Этот эффект ночной прогулки, в которой фигуры издали кажутся значительно страшнее, чем вблизи, особенно ярок в главе, где герой раскрывает махинации, связанные с работающей радиовещательной станцией. По едва выживающим  поселениям бродят ужасные слухи, в которых герой с дрожью опознает цитаты из Геродота. Мир вокруг и так вполне фантастичен - кто мешает поверить в то, что в вечной ночи кишат живьем древние страхи?...
Однако, в непосредственном контакте марево античного  ужаса распадается на груду сохранной радиотехники и безответственного хипстера, который читает в эфир в качестве новостей случайно завалявшуюся книгу.  Для героя все слухи о воплощении древних небылиц оборачиваются  нелепым, почти постыдным приключением (думал победить дракона, а вышло - прогнал двоечника), а для нас - метафорой СМИ, как они есть: жители страны  живут и умирают в информационном поле, заполненном  болтовней бездельника, застрявшего в раннем пубертате. “А меня-то за что? А куда мне теперь идти?... А что мне делать?” - кричит горе-вещатель в спину Книжнику.  Но дуэль текста и вещания окончена, Книжник молча уходит по своему пути, радиоточка замолкает. Будет ли это хорошо для жителей вечной ночи - неизвестно. Но пугало рассыпалось буквально от первого прикосновения.

И так раз за разом. Вместо полноценных кошмаров природного или иноприродного происхождения Книжник натыкается на обычные человеческие жадность, глупость или страх. Бандиты вместо оборотней, нувориши вместо вампиров. Вроде бы тоже опасно, но исчезает паника от непонимания “что же делать?” Все как обычно - от жуликов нужно отбрехаться, а от убийц - спрятаться, и нечего паниковать.  Весь сюжет, ведущий героя по миру вечной глухой темени, как будто намекает - нет никаких ктулх в этой ночи. Единственное чудо, которое может с тобой случиться - чудо доброе. А зло обыденно и чрезвычайно банально. Самым мрачным чудовищем книги оказалась глубоко воцерковленная пожилая женщина, искренне верующая в свою правоту.

================

[ПОСТАВЛЕННАЯ ЗАДАЧА 1] Объясните по фрагменту, откуда в поселениях берутся слухи, в которых герой узнаёт цитаты из Геродота.
[ПОСТАВЛЕННАЯ ЗАДАЧА 2] Кто, согласно фрагменту, оказался самым мрачным чудовищем книги?
[ПОСТАВЛЕННАЯ ЗАДАЧА 3] Перечислите все обычные человеческие качества, на которые, по словам фрагмента, натыкается Книжник вместо полноценных кошмаров.

================

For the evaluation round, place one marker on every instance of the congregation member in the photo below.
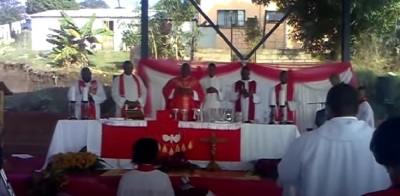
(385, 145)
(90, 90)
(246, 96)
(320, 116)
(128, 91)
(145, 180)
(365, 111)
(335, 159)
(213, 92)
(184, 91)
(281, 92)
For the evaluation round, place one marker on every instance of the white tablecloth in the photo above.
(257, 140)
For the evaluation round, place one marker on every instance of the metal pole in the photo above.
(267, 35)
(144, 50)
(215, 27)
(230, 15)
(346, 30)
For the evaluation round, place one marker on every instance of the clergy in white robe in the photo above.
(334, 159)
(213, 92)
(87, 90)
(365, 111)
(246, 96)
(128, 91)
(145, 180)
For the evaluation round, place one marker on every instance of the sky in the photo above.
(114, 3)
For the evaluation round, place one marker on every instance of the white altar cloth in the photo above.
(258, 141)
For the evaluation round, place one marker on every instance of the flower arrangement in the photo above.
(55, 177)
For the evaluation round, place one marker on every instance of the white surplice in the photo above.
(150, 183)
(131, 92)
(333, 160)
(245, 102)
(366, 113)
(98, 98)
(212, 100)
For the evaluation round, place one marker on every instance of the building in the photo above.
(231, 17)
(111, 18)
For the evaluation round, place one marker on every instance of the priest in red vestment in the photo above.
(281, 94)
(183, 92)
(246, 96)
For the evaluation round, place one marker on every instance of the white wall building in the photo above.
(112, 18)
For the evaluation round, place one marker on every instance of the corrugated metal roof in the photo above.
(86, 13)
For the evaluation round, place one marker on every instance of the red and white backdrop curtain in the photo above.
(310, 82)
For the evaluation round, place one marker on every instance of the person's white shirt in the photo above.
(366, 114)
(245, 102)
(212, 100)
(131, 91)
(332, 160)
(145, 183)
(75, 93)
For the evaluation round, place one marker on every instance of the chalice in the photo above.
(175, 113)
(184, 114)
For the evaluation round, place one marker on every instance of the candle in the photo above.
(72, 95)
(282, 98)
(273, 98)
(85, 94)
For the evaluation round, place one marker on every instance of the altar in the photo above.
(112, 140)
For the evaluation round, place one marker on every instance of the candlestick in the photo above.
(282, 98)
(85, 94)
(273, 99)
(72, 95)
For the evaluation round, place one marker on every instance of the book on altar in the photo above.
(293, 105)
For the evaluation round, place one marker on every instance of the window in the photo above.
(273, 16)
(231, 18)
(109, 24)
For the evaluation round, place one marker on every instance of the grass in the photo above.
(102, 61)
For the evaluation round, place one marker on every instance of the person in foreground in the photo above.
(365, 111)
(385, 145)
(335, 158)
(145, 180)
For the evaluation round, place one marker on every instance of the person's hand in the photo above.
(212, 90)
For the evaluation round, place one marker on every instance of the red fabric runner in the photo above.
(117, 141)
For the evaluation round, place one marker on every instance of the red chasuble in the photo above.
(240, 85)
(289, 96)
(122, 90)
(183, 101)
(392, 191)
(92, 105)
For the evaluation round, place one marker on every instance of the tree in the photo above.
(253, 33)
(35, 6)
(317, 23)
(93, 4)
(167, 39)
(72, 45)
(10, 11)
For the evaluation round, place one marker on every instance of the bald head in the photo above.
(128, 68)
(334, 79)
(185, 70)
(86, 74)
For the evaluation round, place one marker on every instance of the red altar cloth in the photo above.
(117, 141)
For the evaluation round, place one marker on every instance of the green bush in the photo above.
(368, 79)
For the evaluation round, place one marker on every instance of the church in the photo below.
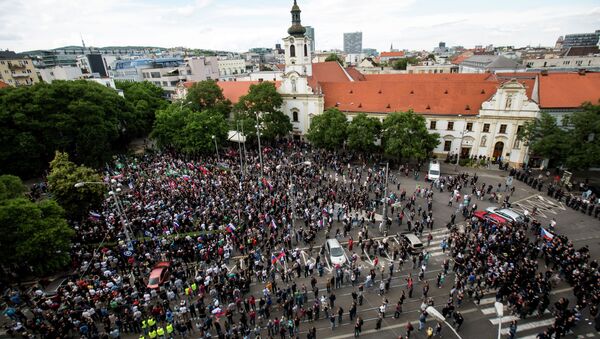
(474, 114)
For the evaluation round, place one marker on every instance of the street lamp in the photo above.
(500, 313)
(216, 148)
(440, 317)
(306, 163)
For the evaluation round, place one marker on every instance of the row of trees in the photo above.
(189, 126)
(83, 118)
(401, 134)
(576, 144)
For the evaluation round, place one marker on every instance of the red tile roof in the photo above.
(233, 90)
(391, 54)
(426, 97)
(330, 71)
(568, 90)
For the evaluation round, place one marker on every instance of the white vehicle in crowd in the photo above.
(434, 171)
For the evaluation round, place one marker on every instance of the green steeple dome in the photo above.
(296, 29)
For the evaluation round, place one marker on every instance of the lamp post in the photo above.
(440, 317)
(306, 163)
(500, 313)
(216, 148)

================

[РЕЗУЛЬТАТ 1] Их источник — работающая радиовещательная станция. Безответственный хипстер читает в эфир в качестве новостей случайно завалявшуюся книгу.

[РЕЗУЛЬТАТ 2] Глубоко воцерковленная пожилая женщина, искренне верующая в свою правоту.

[РЕЗУЛЬТАТ 3] Жадность, глупость, страх.